**EXERCISE REQUIREMENTS**
[1] According to the passage on India's COVID-19 surge, by how much did India's middle class shrink in 2020?
[2] Write what comes next in the passage on India's COVID-19 surge, starting after its final sentence.

**SELECTED TEXT**
India's two biggest cities, New Delhi and Mumbai, are under new, strict COVID-19 restrictions to contain a virus surge.
New infections surpassed 200,000 on Thursday.
In New Delhi, hotels and banquet halls have been converted into COVID-19 centers and cemeteries are running low on space.
Experts say political rallies for local and state elections and a Hindu festival, which were superseder events that helped fuel this latest wave of COVID-19 infections and deaths.
India's deep recession during the pandemic plunged more people into poverty. India's middle class shrank by around 32 million people in 2020 because of the pandemic, according to the PEW Research Center.
"It has set back our growth trajectory hugely and created much greater inequality," Jayati Ghosh, a development economist and professor at the University of Massachusetts Amherst told the New York Times.
Prime Minister Narendra Modi is facing criticism over his response to COVID-19.
Although several cities have imposed restrictions and some states are under lockdown, Modi has not enacted a new national lockdown.
COVID-19 vaccines have also been in short supply and their rollout has been slow. But the government has fast-tracked approvals for foreign-made vaccines.
India promises to increase vaccine supply to almost 100 million doses by September, Reuters reports.

Lines from a dataset
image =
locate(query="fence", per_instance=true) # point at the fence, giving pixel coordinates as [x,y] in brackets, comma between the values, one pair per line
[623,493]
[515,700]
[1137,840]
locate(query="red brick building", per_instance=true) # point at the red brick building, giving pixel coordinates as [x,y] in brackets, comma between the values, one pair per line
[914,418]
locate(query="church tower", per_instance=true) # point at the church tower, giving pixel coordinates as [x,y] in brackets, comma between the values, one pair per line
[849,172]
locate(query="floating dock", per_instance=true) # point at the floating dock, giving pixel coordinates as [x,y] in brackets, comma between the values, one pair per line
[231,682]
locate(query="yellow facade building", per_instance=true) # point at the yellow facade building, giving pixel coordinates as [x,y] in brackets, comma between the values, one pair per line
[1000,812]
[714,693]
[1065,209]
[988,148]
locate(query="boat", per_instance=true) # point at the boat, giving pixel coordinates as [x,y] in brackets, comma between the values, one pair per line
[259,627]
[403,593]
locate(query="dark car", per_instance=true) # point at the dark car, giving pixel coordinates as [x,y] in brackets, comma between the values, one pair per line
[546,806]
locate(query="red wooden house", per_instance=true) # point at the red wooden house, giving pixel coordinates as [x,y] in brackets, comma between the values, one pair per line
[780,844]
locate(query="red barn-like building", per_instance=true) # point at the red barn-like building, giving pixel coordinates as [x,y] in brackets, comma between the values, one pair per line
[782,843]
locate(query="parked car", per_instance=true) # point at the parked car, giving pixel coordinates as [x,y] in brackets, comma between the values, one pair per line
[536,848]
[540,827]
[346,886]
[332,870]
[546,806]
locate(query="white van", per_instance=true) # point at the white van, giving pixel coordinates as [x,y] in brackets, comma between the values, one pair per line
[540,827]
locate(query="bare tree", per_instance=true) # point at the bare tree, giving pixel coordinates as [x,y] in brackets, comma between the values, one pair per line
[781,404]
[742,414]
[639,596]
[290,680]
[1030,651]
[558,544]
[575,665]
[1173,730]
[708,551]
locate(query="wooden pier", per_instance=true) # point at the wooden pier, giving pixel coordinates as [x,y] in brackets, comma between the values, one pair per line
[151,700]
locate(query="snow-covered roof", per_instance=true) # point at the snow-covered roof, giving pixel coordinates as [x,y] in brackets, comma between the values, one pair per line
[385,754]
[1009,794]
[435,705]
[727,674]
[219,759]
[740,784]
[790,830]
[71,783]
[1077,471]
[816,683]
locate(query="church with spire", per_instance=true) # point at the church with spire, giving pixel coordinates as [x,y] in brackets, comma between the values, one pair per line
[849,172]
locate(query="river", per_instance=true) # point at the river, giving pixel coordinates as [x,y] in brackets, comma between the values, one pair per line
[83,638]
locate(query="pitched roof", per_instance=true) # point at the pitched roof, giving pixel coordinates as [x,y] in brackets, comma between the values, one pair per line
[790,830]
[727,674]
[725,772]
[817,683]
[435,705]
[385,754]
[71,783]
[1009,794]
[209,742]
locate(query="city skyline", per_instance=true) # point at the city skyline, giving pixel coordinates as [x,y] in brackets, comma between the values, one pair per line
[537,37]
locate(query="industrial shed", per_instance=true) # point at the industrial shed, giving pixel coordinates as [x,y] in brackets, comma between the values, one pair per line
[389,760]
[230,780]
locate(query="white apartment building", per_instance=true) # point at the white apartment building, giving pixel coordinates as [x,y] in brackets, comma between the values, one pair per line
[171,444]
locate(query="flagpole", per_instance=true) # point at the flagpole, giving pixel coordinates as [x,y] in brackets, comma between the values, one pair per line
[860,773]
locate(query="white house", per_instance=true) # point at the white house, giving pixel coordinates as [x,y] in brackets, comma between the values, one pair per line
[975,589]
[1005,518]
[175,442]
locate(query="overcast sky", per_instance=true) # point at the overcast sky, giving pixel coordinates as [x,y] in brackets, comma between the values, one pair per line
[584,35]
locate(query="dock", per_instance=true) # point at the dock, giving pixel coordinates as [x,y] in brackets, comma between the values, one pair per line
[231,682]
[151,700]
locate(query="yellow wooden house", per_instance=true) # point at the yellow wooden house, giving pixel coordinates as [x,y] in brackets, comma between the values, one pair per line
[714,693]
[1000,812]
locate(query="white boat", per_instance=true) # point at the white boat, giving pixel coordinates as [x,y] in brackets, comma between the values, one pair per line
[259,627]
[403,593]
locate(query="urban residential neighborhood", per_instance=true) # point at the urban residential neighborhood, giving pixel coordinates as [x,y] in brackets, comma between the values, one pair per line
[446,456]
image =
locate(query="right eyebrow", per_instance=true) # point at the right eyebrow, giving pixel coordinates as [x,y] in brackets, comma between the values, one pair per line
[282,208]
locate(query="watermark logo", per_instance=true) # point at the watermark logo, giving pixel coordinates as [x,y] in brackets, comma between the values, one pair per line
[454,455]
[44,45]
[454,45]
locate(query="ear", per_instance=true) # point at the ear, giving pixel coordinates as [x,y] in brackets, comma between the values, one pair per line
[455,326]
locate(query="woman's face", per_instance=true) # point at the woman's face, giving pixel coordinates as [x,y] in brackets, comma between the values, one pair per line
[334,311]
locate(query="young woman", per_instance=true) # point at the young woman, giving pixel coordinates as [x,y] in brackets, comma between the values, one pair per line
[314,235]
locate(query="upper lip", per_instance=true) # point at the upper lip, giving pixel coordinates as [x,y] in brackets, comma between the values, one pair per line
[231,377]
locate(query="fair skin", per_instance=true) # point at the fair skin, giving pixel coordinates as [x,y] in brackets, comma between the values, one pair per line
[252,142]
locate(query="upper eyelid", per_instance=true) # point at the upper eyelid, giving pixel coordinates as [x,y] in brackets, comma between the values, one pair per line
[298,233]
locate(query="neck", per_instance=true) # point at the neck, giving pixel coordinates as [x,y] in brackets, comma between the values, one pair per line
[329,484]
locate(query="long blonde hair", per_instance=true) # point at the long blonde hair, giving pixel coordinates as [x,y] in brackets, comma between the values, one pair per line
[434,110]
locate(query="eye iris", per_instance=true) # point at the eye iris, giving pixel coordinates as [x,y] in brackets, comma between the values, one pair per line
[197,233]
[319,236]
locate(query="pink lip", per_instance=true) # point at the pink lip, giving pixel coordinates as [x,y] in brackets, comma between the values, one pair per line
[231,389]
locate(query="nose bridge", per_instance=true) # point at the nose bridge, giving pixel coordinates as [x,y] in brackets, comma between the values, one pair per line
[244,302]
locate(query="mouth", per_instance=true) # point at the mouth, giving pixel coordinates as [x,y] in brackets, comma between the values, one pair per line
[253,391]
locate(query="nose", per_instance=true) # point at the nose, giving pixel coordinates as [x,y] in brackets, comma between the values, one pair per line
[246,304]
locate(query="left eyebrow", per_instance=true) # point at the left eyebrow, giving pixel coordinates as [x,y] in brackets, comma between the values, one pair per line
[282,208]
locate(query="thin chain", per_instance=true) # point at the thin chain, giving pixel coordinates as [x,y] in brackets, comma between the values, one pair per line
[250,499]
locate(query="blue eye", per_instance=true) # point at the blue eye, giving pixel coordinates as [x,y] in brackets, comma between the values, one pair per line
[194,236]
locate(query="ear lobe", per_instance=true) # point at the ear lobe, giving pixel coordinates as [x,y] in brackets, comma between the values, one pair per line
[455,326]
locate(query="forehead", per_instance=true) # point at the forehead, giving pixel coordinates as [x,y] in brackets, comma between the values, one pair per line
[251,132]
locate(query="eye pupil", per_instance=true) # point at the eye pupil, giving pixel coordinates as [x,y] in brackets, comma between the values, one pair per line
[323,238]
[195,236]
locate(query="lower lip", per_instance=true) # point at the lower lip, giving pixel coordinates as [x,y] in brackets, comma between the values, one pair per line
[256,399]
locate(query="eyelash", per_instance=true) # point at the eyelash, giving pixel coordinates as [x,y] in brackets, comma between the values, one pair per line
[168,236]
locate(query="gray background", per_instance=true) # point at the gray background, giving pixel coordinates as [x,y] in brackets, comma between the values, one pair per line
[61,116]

==

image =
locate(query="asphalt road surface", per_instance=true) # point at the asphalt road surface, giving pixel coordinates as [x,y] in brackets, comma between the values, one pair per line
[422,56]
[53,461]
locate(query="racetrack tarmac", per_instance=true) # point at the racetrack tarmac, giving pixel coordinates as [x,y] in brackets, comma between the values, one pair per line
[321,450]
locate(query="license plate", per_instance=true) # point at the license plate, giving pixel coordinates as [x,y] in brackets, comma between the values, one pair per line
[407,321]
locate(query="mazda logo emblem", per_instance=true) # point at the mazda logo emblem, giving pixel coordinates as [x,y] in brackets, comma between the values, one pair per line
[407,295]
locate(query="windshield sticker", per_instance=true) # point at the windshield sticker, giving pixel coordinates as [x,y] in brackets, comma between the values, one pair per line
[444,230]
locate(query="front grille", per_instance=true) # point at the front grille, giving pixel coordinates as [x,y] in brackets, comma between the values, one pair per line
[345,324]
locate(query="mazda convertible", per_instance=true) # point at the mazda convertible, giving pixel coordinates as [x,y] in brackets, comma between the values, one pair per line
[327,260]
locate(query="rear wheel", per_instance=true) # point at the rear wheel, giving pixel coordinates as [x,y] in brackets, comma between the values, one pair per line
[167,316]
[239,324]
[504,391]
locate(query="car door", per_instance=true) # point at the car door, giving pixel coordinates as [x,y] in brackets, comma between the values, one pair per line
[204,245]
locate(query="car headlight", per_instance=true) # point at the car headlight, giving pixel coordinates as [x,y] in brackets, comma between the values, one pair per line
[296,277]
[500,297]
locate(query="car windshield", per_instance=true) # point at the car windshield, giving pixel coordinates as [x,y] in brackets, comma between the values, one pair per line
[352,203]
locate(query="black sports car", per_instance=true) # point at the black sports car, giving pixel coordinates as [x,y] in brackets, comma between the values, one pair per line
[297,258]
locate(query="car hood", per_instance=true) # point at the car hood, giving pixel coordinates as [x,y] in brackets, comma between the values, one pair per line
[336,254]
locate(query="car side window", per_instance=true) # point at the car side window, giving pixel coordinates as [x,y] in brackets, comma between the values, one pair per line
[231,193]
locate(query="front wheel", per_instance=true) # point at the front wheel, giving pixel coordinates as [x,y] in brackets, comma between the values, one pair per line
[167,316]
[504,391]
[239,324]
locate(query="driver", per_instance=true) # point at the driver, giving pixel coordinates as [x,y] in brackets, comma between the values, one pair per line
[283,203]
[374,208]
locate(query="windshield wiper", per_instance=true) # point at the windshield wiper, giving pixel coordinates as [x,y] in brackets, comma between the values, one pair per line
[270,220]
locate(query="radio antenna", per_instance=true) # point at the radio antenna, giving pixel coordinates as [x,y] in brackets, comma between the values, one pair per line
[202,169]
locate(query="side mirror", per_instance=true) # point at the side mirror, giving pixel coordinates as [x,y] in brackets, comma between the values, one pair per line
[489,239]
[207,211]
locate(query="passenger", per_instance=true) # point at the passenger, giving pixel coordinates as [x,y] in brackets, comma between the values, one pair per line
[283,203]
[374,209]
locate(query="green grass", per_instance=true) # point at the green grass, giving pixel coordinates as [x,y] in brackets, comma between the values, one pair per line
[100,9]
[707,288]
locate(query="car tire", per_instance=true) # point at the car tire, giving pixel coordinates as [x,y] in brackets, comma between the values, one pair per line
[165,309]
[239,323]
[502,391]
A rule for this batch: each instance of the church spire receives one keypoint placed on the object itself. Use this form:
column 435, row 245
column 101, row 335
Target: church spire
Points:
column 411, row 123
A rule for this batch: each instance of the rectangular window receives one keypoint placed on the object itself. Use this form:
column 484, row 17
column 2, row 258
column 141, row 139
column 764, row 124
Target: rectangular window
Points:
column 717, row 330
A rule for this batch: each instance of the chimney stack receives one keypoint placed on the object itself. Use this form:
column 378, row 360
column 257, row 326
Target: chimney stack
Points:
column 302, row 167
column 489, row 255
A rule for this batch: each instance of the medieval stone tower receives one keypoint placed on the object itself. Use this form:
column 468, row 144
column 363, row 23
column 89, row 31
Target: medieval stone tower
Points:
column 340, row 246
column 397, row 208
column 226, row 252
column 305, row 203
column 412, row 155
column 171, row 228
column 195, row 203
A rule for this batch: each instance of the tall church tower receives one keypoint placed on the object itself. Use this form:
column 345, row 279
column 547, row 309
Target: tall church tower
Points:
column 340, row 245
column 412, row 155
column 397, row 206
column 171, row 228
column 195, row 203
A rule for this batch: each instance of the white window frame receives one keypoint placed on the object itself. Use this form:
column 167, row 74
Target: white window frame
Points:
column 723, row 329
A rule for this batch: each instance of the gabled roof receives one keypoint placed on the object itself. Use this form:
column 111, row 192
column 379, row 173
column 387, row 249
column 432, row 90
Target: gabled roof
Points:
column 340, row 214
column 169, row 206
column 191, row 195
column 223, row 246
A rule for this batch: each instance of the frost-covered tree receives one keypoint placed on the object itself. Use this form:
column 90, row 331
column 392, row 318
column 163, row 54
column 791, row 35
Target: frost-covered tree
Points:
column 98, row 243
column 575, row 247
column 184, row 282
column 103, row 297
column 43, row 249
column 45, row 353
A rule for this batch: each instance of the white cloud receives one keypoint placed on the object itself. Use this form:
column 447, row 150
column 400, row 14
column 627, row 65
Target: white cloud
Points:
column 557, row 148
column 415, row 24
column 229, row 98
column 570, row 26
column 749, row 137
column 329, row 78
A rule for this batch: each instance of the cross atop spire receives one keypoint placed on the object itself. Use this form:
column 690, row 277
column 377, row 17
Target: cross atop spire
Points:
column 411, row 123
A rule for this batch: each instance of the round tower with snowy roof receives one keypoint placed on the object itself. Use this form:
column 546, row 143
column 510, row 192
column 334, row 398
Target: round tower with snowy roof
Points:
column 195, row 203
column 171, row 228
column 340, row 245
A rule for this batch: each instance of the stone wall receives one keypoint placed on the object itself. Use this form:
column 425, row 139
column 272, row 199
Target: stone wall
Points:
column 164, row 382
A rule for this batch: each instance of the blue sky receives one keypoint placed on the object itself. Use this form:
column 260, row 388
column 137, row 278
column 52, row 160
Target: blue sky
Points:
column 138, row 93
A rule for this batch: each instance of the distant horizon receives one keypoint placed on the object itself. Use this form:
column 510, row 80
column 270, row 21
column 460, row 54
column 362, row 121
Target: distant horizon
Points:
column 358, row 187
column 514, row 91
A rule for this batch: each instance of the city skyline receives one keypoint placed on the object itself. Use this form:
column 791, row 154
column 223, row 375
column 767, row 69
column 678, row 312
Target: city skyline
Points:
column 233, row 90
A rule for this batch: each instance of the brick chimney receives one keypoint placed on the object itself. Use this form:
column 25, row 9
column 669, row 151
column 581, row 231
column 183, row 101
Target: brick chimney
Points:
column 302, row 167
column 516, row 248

**ANSWER LIST**
[1] By around 32 million people.

[2]
But as new cases and deaths continue to rise under this new surge, experts warn, new variants could keep emerging.
"Where you have that many people affected, there's a higher chance of new strains because there are more opportunities for the virus to mutate," said Alina Chan, a postdoctoral researcher at the Broad Institute of MIT and Harvard told The Wall Street Journal.
In March, India's health ministry labs detected all three current COVID-19 variants within population samples, as well as a new "double-mutant variant."
Public health experts think it might have originated in India, The Wall Street Journal reports.
Scientists still don’t know enough about this new virus strain, but Dr. Benjamin Pinsky, director of the Clinical Virology Laboratory at Stanford University, says the variant has already been found in California.